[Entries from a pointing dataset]
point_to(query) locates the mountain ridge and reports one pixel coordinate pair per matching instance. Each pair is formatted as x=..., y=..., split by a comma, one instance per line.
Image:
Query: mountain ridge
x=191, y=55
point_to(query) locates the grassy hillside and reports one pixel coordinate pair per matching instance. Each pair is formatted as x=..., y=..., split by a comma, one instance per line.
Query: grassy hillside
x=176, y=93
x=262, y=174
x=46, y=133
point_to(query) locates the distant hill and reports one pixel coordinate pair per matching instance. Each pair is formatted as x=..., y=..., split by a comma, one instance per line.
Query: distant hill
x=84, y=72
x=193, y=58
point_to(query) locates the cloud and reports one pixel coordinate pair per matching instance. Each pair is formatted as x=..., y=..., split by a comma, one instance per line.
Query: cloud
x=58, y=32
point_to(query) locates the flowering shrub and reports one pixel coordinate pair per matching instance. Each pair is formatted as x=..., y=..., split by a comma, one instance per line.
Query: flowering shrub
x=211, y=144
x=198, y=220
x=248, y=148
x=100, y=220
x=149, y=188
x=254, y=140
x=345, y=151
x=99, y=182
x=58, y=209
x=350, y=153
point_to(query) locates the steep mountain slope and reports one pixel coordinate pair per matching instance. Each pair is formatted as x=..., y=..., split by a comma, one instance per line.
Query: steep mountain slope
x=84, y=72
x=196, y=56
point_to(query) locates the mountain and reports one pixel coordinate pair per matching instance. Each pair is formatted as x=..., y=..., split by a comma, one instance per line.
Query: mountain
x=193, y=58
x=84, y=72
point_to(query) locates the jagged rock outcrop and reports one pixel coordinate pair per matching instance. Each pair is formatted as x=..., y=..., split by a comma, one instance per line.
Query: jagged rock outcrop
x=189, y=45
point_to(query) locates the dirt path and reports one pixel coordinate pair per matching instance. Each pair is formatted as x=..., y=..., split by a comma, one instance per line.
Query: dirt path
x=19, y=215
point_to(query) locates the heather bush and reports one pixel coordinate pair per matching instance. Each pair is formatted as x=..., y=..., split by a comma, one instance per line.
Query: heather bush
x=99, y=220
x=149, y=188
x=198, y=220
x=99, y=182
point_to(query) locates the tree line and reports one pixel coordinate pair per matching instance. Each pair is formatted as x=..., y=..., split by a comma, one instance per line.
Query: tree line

**AIM OF THE EXERCISE**. Once more, set down the full listing, verbatim.

**RESULT OF THIS EXERCISE**.
point_to(query) locates the mountain ridge and reports one pixel coordinate pair per matching instance. Each pair is formatted as x=..., y=..., split by a comma, one instance per line.
Image:
Query: mountain ridge
x=191, y=55
point_to(query) locates the grassy hillside and reports one pixel coordinate pair per matching instance. Each pair is formatted as x=..., y=..., split by a comma, one instance per line.
Query: grassy hillside
x=176, y=93
x=262, y=174
x=46, y=133
point_to(query) locates the distant hill and reports one pixel coordinate pair per matching instance. Each pair is formatted as x=..., y=..., split by a comma, one instance per line.
Query: distant hill
x=84, y=72
x=193, y=58
point_to(query) locates the cloud and reports one pixel coordinate pair per matching instance. Each pair is formatted as x=..., y=..., split by a comma, one instance per line.
Query: cloud
x=58, y=32
point_to(query) locates the flowering shrub and reports one pixel coordinate pair per matching instance. Each pair is formatted as x=..., y=..., split by a comma, one instance per line.
Query: flowering shrub
x=211, y=144
x=198, y=220
x=248, y=148
x=100, y=220
x=149, y=188
x=254, y=140
x=345, y=151
x=99, y=182
x=58, y=209
x=350, y=153
point_to(query) locates the steep mountain slope and reports one pixel coordinate pair per matching instance. Each pair is formatted as x=..., y=..., split by a comma, one instance per line.
Query: steep mountain slope
x=84, y=72
x=196, y=56
point_to(query) locates the mountain and reports one pixel coordinate pair per matching instance. Each pair is formatted as x=..., y=..., split by a comma, one instance per line.
Query: mountain
x=193, y=58
x=84, y=72
point_to(query) locates the jagged rock outcrop and reports one pixel coordinate pair per matching instance. Each pair is formatted as x=..., y=..., split by a comma, one instance per line.
Query: jagged rock outcrop
x=189, y=45
point_to(query) locates the dirt path and reports one pixel coordinate pair per matching instance. Each pair is formatted as x=..., y=..., split by a comma, one instance per line.
Query: dirt path
x=19, y=215
point_to(query) locates the heather bush and reports one pixel coordinate pair per matching instance. Each pair is formatted as x=..., y=..., split by a comma, one instance per line.
Query: heather bush
x=99, y=220
x=149, y=188
x=198, y=220
x=99, y=182
point_to(query) locates the tree line and reports one pixel coordinate pair per matching instance. Each pair is formatted as x=..., y=..., split by a comma, one instance per line.
Query: tree line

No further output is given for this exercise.